MATERIALS PROVIDED Start Marker

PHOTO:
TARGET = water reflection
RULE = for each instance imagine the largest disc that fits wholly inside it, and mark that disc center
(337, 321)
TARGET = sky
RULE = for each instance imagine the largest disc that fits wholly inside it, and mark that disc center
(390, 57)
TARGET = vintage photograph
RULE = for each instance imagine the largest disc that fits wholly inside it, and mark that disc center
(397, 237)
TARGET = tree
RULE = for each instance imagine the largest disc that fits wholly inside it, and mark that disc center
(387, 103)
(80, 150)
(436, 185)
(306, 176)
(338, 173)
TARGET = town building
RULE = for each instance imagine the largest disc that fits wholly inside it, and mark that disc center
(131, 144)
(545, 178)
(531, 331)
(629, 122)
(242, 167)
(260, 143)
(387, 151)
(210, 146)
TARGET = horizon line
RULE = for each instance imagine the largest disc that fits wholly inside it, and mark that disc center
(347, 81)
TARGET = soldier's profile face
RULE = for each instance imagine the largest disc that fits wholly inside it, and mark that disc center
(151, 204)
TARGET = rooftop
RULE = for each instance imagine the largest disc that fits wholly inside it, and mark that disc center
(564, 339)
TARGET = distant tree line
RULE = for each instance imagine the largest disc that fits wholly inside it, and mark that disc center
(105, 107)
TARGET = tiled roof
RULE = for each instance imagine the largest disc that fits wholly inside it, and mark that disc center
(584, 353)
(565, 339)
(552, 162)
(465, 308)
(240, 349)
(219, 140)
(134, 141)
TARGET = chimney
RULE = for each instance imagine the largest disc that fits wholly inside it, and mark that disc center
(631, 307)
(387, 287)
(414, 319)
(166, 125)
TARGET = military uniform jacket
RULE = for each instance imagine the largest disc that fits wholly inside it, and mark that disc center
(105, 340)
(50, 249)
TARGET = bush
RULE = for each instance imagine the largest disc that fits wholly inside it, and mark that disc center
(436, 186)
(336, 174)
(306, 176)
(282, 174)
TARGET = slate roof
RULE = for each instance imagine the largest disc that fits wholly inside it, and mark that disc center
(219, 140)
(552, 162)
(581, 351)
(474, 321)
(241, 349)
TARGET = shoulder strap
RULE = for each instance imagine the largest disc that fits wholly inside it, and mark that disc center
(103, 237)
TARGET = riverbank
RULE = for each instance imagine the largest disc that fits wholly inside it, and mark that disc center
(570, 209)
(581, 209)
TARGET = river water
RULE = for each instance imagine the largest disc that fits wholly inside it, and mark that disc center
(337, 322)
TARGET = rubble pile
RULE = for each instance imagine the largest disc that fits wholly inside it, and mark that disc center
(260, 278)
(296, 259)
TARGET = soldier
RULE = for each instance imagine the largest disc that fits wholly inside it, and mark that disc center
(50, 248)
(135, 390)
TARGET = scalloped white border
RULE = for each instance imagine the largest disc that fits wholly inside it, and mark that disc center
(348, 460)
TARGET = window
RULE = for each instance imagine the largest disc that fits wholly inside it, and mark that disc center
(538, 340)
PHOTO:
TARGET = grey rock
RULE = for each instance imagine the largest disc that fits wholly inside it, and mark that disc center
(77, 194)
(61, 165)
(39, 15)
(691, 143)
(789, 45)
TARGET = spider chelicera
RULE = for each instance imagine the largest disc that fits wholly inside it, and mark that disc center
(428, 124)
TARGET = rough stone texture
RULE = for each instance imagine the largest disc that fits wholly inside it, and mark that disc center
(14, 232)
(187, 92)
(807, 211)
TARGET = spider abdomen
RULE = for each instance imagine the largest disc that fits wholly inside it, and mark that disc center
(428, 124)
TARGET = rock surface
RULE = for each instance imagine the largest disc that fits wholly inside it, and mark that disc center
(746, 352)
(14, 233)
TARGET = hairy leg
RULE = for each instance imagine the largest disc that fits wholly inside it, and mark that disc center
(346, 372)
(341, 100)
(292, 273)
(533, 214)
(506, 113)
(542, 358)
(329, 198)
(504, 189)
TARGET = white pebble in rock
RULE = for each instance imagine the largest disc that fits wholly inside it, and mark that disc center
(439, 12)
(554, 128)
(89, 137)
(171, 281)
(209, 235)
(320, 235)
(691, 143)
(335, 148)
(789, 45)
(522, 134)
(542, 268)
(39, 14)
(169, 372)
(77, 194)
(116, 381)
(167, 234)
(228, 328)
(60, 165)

MATERIALS PROVIDED End Marker

EXERCISE AIM:
Return the whole listing, keeping every line exactly as it is.

ANSWER SECTION:
PHOTO:
TARGET = water reflection
RULE = for each instance imagine the largest disc that fits wholly inside it, and mark that disc center
(337, 321)
TARGET = sky
RULE = for each instance imagine the largest disc that fits wholly inside it, and mark that disc center
(390, 57)
TARGET = vintage photograph
RULE = for each instance imagine the largest disc that fits wholly inside it, and mark that disc center
(397, 237)
TARGET = tree
RULE = for each instance imagine the largest disc that fits wholly inside it, and mark that disc center
(387, 103)
(80, 150)
(436, 185)
(306, 176)
(338, 173)
TARGET = town building
RULE = for each instance imagine the largest disc that fits wholly inside it, and mark that disc center
(131, 144)
(545, 178)
(531, 331)
(629, 122)
(242, 167)
(260, 143)
(387, 151)
(210, 146)
TARGET = horizon line
RULE = for each instance imagine the largest disc that fits wholly inside it, and mark that disc center
(347, 81)
TARGET = soldier's profile face
RULE = for each instance imagine the largest disc that fits wholly inside it, and mark that disc center
(151, 204)
TARGET = rooftop
RULE = for each instance imagine the largest disc that fits wholly inside it, and mark that disc center
(564, 339)
TARGET = distant tree line
RULE = for each instance imagine the largest disc that fits wholly inside it, and mark that disc center
(105, 107)
TARGET = tiled roof
RULE = for each instance imagine the largest disc that fits wholly inside it, and mark that disc center
(584, 353)
(565, 339)
(552, 162)
(465, 308)
(240, 349)
(219, 140)
(134, 141)
TARGET = chimney
RULE = for each instance imagine the largest disc that fits wholly inside it, and mark that disc center
(631, 307)
(387, 287)
(414, 319)
(166, 125)
TARGET = military uniform jacket
RULE = for each instance imagine the largest disc that fits wholly inside it, and mark that disc center
(105, 340)
(50, 249)
TARGET = bush
RULE = for each instance imagine the largest disc that fits wholly inside it, and mark that disc center
(436, 186)
(336, 174)
(306, 176)
(282, 174)
TARGET = slate roof
RULE = for each instance imagine the largest disc that fits wholly inside it, and mark that disc center
(219, 140)
(552, 162)
(581, 351)
(474, 321)
(241, 349)
TARGET = shoulder strap
RULE = for each instance imagine the largest disc that fits wholly inside it, and mark that disc center
(103, 237)
TARGET = riverbank
RULE = for each instance imagine the largest disc that fits wholly inside it, and mark that disc center
(570, 209)
(581, 209)
TARGET = river water
RULE = for each instance imagine the largest disc that fits wholly inside it, and mark that disc center
(337, 322)
TARGET = rubble pile
RULE = for each instance imagine the largest disc that fits wholly inside it, and mark that disc center
(260, 278)
(296, 259)
TARGET = soldier
RULE = for each instance imagine the largest disc that fits wholly inside it, and mark that disc center
(50, 248)
(135, 390)
TARGET = scalloped white border
RULE = for each instance imagine the largest disc that fits wholly inside it, and mark that disc center
(348, 460)
TARGET = window
RULE = for each instance imagine the largest disc that fits wholly inside it, and mark that disc center
(538, 340)
PHOTO:
TARGET = grey rock
RULE = for each instance imagine the largest disc that fits wholly inside it, and mark that disc center
(77, 194)
(61, 165)
(39, 15)
(691, 143)
(789, 45)
TARGET = spider chelicera
RULE = for each instance imagine the largest disc that fits wholly inside it, and mark that disc center
(428, 124)
TARGET = rough stone texture
RULE = for each instance imagine the largest disc that fits wholly inside it, and mark that disc center
(14, 232)
(187, 92)
(807, 211)
TARGET = spider abdomen
RULE = for each instance imagine the largest disc that fits wholly inside it, and mark that disc center
(428, 124)
TARGET = rock surface
RULE = for each instance imagine the largest disc that fits wholly inside it, and mark that disc center
(746, 352)
(14, 233)
TARGET = hairy leg
RULE = for each instance imagine the largest disc that fits wholly inside it, and mark that disc center
(346, 372)
(341, 100)
(292, 273)
(533, 214)
(506, 113)
(542, 358)
(329, 198)
(504, 189)
TARGET = white pebble in rock
RULE = for each instance imagine the largest disc that fits wholly inside it, and mark that disc center
(439, 12)
(554, 128)
(89, 137)
(171, 281)
(209, 235)
(320, 235)
(691, 143)
(335, 148)
(789, 45)
(522, 134)
(542, 268)
(39, 14)
(169, 372)
(77, 194)
(116, 381)
(167, 234)
(228, 328)
(60, 165)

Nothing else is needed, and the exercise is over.